** Start PROVIDED TEXT **

Computing the sign of an expression

Can you please help with the following. I would like to compute the sign of an expression:

Sign[Sqrt[2] σ +
E^((p - v0)^2/(2 σ^2))
Sqrt[π] (p - v0) Erfc[(-p + v0)/(Sqrt[2] σ)]]


All 3 variables p, v0 and sigma are positive. Is there a way in which I can actually evaluate this expression?

I have deduced that for p higher or equal to v0 this expression is positive.

How can I check the sign of this expression when p is smaller than v0? For instance, assuming p goes to zero and sigma is 5 times smaller than v0?

Thanks a lot for your support, highly appreciated.

As $$\sigma>0$$ we can divide the expression by $$\sigma$$ without changing its sign. Then, defining $$x=(p-v_0)/\sigma$$, the expression becomes

Sign[Sqrt[2] + E^(x^2/2)*Sqrt[π]*x*Erfc[-x/Sqrt[2]]]


This expression seems to be positive for any $$x\in\mathbb{R}$$, so I'd say that the answer to your question is that your Sign[...] is always 1:

LogPlot[Sqrt[2] + E^(x^2/2)*Sqrt[π]*x*Erfc[-x/Sqrt[2]], {x, -1000, 10},
WorkingPrecision -> 100, PlotRange -> All]


The asymptotes of your expression are

• $$\sqrt{2}/x^2$$ for $$x\to-\infty$$, which is positive,
• $$2x\sqrt{\pi} e^{\frac{x^2}{2}}$$ for $$x\to+\infty$$, which is positive.

** End PROVIDED TEXT **

_REQUIREMENTS_
• A. From the thread on the sign of an expression, extract the part that opens with the words containing "Sign[Sqrt[2] + E^(x^2/2)*Sqrt[π]*x*Erfc[-x/Sqrt[2]]]" and closes with "which is positive.".
• B. In the thread on the sign of an expression, what does the reply conclude the value of Sign[...] always is?
The listing has no connection to the thread on the sign of an expression.

** Start MATERIAL PROVIDED **

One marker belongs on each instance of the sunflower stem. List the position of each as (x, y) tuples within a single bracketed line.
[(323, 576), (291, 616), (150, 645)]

** End MATERIAL PROVIDED **

_LIST OF SOLUTIONS_
• A.
Sign[Sqrt[2] + E^(x^2/2)*Sqrt[π]*x*Erfc[-x/Sqrt[2]]]


This expression seems to be positive for any $$x\in\mathbb{R}$$, so I'd say that the answer to your question is that your Sign[...] is always 1:

LogPlot[Sqrt[2] + E^(x^2/2)*Sqrt[π]*x*Erfc[-x/Sqrt[2]], {x, -1000, 10},
WorkingPrecision -> 100, PlotRange -> All]


The asymptotes of your expression are

• $$\sqrt{2}/x^2$$ for $$x\to-\infty$$, which is positive,
• $$2x\sqrt{\pi} e^{\frac{x^2}{2}}$$ for $$x\to+\infty$$, which is positive.

• B. It is always 1.